Work required> Show each line of the data below that contains the string "brush".

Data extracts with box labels

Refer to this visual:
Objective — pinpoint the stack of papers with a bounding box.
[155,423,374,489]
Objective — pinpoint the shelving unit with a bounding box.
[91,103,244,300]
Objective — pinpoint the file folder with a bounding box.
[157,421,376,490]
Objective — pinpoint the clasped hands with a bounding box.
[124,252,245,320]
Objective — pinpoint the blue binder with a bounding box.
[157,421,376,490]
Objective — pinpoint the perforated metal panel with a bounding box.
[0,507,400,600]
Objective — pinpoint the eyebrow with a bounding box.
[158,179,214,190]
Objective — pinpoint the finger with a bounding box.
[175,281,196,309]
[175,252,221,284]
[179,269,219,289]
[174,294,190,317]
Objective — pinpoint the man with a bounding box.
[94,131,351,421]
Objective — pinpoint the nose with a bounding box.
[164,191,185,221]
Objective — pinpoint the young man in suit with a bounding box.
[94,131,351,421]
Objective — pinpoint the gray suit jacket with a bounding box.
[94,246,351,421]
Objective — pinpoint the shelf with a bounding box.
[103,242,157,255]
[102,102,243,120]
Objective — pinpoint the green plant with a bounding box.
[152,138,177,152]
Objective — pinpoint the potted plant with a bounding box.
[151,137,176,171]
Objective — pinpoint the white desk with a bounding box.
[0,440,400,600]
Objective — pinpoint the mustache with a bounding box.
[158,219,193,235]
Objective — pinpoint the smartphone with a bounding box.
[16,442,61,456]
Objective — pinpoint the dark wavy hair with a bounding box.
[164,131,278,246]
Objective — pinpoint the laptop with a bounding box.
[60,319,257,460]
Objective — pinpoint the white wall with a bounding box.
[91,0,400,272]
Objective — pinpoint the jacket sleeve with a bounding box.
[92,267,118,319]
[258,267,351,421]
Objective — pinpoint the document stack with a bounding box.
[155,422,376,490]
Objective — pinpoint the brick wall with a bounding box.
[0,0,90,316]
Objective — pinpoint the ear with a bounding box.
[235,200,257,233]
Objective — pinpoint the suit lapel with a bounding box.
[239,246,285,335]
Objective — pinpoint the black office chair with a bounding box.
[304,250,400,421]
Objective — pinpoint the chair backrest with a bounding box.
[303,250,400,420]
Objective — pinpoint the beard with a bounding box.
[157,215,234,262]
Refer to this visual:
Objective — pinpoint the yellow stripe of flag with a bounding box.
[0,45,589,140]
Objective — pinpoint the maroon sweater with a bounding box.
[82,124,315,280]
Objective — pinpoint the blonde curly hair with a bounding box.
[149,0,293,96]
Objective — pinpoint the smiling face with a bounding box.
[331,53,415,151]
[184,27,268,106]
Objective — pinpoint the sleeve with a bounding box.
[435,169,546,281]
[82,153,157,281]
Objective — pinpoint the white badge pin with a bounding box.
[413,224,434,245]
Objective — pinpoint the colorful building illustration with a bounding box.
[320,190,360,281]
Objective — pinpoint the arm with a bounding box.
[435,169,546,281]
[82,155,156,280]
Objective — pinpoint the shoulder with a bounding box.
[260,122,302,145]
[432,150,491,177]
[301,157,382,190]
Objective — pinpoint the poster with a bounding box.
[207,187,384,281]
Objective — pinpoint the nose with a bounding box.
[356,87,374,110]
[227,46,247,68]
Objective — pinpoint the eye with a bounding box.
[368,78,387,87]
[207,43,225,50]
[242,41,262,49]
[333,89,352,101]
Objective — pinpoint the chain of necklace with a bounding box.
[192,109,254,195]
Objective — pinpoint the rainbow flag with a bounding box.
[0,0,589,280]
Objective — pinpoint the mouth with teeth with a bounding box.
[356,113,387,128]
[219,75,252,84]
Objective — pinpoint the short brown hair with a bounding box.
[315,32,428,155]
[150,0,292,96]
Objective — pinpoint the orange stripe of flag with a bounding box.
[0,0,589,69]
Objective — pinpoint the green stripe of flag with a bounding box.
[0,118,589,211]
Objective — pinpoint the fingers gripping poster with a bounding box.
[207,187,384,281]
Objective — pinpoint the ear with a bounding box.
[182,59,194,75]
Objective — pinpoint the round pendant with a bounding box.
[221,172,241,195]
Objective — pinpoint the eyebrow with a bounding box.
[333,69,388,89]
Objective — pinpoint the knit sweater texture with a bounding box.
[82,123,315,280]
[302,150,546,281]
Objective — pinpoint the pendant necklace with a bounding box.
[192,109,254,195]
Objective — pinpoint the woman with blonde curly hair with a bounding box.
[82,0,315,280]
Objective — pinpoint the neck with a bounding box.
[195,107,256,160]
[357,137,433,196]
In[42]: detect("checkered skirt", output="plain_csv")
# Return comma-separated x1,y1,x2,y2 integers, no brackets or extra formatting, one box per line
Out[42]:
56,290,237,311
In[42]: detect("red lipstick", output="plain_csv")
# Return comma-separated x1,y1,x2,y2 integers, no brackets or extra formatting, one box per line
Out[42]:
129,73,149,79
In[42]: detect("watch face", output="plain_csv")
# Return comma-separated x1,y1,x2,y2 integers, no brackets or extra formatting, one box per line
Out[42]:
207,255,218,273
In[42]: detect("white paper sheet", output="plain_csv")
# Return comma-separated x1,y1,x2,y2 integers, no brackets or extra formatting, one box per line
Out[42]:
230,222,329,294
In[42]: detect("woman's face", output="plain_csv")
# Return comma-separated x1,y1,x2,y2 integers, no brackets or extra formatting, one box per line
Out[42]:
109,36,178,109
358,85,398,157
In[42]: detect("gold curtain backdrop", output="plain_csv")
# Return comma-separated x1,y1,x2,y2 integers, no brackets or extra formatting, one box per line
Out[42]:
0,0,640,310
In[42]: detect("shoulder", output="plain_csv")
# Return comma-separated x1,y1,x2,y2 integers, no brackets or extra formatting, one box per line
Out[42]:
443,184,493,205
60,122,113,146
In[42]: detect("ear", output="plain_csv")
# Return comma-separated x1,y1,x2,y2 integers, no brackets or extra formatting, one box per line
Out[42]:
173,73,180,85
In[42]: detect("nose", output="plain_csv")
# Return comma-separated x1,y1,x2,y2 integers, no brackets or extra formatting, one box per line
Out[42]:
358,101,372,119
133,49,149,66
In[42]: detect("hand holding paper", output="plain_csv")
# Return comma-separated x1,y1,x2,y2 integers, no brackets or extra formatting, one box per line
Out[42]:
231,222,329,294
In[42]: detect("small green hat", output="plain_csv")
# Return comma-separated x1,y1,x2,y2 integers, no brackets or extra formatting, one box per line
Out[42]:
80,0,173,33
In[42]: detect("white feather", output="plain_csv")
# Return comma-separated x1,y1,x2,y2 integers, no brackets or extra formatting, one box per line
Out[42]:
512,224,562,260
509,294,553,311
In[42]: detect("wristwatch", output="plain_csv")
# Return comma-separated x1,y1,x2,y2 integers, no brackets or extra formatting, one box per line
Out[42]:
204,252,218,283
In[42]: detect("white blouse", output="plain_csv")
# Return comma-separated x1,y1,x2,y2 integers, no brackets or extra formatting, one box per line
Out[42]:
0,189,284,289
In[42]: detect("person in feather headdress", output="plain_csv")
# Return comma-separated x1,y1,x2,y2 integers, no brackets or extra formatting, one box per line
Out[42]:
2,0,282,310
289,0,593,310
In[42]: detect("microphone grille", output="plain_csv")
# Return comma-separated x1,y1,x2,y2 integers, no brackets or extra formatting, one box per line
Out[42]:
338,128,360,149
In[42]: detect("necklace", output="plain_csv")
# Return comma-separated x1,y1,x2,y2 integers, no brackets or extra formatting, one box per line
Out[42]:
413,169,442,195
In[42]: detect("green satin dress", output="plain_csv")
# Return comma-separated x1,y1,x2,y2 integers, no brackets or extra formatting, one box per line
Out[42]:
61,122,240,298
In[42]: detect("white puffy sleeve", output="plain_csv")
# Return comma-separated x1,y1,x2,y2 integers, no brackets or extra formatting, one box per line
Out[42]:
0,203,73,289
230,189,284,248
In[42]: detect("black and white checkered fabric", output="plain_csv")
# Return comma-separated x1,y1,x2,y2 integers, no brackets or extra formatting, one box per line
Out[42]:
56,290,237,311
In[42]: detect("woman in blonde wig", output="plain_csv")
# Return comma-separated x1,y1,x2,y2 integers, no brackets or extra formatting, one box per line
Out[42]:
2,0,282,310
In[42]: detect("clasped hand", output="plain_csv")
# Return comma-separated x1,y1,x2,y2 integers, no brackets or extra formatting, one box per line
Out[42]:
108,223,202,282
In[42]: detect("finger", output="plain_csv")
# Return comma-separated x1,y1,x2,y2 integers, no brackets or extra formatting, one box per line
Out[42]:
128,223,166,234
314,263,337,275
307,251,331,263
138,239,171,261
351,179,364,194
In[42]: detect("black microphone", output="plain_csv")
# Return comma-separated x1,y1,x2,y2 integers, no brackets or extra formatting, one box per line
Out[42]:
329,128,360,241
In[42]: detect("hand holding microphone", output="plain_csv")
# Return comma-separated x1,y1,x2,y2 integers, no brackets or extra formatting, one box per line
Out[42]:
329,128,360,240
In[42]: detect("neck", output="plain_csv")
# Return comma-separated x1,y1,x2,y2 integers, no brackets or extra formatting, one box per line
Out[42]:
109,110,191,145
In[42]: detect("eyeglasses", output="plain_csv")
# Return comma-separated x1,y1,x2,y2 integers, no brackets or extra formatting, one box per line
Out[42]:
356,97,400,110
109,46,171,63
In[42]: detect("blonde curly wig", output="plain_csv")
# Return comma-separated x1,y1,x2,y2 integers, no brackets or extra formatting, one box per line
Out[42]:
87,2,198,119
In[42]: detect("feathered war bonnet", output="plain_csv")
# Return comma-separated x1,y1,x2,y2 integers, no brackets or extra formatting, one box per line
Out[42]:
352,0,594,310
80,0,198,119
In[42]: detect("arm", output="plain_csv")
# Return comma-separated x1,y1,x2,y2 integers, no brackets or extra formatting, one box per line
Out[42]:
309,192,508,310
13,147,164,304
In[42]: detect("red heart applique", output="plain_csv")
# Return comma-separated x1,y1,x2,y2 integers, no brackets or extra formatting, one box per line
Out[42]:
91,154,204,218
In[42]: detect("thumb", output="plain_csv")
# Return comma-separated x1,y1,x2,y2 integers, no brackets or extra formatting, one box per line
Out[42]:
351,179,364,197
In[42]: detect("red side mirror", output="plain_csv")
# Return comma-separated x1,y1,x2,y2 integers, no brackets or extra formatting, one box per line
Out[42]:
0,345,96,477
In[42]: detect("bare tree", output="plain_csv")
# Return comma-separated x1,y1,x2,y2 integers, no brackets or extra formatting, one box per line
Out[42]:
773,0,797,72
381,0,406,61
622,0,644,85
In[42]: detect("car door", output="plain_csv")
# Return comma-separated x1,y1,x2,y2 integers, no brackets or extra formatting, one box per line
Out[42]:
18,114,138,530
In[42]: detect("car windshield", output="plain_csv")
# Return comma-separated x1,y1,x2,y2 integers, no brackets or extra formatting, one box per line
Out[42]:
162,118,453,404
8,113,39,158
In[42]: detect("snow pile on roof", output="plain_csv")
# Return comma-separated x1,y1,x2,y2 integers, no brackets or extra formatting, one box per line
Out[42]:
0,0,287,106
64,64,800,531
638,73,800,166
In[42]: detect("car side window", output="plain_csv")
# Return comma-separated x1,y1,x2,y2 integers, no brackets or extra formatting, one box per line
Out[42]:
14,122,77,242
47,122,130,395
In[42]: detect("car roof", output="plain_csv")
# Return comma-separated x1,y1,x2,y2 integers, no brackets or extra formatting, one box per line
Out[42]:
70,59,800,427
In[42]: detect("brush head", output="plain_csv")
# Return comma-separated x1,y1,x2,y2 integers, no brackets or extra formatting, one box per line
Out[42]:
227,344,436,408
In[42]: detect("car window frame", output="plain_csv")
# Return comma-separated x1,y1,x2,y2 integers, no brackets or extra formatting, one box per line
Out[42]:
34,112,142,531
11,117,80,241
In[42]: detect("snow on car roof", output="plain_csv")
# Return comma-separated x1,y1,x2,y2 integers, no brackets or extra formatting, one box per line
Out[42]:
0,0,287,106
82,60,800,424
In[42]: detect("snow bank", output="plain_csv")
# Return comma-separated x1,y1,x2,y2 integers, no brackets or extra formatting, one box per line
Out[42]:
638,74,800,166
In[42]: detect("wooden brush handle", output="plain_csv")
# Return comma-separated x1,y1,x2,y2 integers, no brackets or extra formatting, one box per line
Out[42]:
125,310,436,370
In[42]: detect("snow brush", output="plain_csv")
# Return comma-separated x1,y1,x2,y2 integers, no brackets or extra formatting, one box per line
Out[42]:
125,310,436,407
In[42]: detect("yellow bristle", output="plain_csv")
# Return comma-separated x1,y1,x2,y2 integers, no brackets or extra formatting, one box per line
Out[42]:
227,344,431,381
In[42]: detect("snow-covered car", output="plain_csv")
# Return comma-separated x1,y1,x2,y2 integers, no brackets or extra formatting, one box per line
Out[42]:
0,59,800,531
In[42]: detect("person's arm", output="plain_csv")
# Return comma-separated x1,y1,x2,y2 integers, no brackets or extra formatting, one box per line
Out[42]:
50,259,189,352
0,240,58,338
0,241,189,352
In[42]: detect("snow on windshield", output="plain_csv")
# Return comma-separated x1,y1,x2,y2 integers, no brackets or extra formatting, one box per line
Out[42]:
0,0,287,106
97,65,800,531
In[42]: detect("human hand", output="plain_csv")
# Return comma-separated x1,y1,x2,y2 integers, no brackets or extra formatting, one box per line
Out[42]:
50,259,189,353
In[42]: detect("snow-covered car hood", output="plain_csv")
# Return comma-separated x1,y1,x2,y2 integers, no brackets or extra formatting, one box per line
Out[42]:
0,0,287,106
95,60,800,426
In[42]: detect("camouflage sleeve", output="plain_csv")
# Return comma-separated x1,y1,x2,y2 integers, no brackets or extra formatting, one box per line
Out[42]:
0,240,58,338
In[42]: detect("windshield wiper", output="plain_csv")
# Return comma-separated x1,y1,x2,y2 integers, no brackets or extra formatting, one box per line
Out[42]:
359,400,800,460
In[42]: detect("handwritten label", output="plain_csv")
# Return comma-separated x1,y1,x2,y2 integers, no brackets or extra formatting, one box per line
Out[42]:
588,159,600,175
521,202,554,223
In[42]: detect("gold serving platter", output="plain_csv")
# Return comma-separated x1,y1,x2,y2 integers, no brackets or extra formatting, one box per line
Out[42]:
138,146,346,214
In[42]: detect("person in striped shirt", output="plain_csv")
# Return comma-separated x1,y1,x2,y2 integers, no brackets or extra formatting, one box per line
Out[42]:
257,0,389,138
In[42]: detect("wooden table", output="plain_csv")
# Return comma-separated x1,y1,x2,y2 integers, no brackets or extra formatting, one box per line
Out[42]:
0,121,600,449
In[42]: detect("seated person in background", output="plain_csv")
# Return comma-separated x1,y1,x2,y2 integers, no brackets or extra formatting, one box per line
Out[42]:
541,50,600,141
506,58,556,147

Solution for this problem>
In[42]: detect("brush head", output="plain_csv")
In[42]: detect("wooden brush handle", output="plain_csv")
In[42]: detect("snow brush", output="plain_csv")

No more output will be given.